[Directions]:
Please copy out the records below line for line, with every character unchanged.

=-=-=-=-=

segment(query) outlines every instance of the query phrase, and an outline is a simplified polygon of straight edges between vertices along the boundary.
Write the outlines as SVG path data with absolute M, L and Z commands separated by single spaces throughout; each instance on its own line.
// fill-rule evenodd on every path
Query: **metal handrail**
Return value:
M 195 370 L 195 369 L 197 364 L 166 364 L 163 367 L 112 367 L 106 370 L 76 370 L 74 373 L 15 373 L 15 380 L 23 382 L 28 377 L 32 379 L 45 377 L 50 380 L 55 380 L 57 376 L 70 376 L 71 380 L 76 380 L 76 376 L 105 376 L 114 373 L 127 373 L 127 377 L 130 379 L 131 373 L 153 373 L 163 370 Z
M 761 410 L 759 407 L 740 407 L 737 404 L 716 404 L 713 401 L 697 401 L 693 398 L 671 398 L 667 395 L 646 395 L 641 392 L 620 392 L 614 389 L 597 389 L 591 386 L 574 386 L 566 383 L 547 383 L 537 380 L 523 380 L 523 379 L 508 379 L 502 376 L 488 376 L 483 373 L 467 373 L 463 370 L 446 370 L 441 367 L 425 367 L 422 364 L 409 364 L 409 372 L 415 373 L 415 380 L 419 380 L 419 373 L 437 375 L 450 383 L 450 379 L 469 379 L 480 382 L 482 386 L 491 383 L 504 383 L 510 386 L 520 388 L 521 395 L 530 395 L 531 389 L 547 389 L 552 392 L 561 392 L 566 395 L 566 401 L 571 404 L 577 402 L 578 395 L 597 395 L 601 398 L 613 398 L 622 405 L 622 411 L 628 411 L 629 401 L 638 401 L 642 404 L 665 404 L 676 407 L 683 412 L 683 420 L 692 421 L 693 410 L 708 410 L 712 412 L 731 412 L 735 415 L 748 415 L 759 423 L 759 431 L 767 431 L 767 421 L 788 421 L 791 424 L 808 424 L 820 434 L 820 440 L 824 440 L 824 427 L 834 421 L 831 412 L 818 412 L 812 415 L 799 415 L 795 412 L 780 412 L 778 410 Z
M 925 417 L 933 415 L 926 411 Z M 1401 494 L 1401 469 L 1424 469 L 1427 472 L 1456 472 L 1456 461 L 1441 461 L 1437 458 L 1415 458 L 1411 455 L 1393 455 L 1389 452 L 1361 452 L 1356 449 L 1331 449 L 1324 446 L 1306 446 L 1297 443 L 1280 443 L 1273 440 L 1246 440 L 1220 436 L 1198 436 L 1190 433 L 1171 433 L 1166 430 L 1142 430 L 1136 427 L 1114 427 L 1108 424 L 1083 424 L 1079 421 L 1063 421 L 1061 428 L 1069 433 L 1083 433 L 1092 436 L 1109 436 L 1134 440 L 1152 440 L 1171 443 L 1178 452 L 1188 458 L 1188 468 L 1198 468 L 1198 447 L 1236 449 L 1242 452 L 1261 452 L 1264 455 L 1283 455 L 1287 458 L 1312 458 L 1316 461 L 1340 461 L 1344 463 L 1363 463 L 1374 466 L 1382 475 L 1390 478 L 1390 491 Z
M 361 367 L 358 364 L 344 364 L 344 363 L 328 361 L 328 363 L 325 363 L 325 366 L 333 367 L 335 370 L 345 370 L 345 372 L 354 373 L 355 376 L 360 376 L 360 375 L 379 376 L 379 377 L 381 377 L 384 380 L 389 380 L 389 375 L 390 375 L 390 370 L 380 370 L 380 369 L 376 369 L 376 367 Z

=-=-=-=-=

[Reply]:
segment(query) outlines every instance of the query phrase, and an outline is a simplified polygon of straight edges between vertices along the boundary.
Write the outlines as SVG path data with absolute M, L and Z commands separated by single spaces throughout; each instance on its own line.
// fill-rule evenodd on every path
Query: **metal handrail**
Return value:
M 195 370 L 195 369 L 197 364 L 166 364 L 163 367 L 112 367 L 106 370 L 76 370 L 74 373 L 15 373 L 15 380 L 23 382 L 28 377 L 32 379 L 45 377 L 50 380 L 55 380 L 57 376 L 70 376 L 71 380 L 76 380 L 76 376 L 105 376 L 114 373 L 127 373 L 127 377 L 130 379 L 131 373 L 153 373 L 163 370 Z
M 761 410 L 759 407 L 740 407 L 737 404 L 716 404 L 713 401 L 697 401 L 693 398 L 671 398 L 667 395 L 646 395 L 641 392 L 620 392 L 614 389 L 597 389 L 591 386 L 574 386 L 566 383 L 547 383 L 537 380 L 523 380 L 523 379 L 508 379 L 502 376 L 488 376 L 483 373 L 467 373 L 463 370 L 446 370 L 441 367 L 425 367 L 422 364 L 409 364 L 409 372 L 415 373 L 415 380 L 419 380 L 419 373 L 437 375 L 450 383 L 450 379 L 469 379 L 480 382 L 482 386 L 491 383 L 504 383 L 510 386 L 520 388 L 521 395 L 530 395 L 531 389 L 547 389 L 552 392 L 561 392 L 566 395 L 566 401 L 571 404 L 577 402 L 578 395 L 597 395 L 601 398 L 613 398 L 622 405 L 622 411 L 628 411 L 629 401 L 638 401 L 642 404 L 665 404 L 676 407 L 683 412 L 683 420 L 692 421 L 693 410 L 708 410 L 712 412 L 731 412 L 735 415 L 748 415 L 759 423 L 759 431 L 767 431 L 767 421 L 788 421 L 791 424 L 808 424 L 820 434 L 820 440 L 824 440 L 824 427 L 834 421 L 831 412 L 818 412 L 812 415 L 799 415 L 795 412 L 780 412 L 778 410 Z
M 925 417 L 933 415 L 926 411 Z M 1401 494 L 1401 469 L 1424 469 L 1427 472 L 1456 472 L 1456 461 L 1441 461 L 1437 458 L 1415 458 L 1411 455 L 1393 455 L 1389 452 L 1361 452 L 1356 449 L 1331 449 L 1324 446 L 1306 446 L 1297 443 L 1280 443 L 1273 440 L 1246 440 L 1220 436 L 1198 436 L 1190 433 L 1171 433 L 1166 430 L 1142 430 L 1136 427 L 1114 427 L 1108 424 L 1083 424 L 1079 421 L 1063 421 L 1061 428 L 1069 433 L 1083 433 L 1092 436 L 1109 436 L 1134 440 L 1152 440 L 1171 443 L 1178 452 L 1188 458 L 1188 468 L 1198 468 L 1198 447 L 1236 449 L 1242 452 L 1261 452 L 1264 455 L 1283 455 L 1287 458 L 1312 458 L 1316 461 L 1340 461 L 1344 463 L 1363 463 L 1374 466 L 1382 475 L 1390 478 L 1390 491 Z
M 361 367 L 358 364 L 344 364 L 344 363 L 328 361 L 328 363 L 325 363 L 325 366 L 333 367 L 335 370 L 345 370 L 345 372 L 354 373 L 355 376 L 360 376 L 360 375 L 379 376 L 379 377 L 381 377 L 384 380 L 389 380 L 389 375 L 390 375 L 390 370 L 380 370 L 380 369 L 376 369 L 376 367 Z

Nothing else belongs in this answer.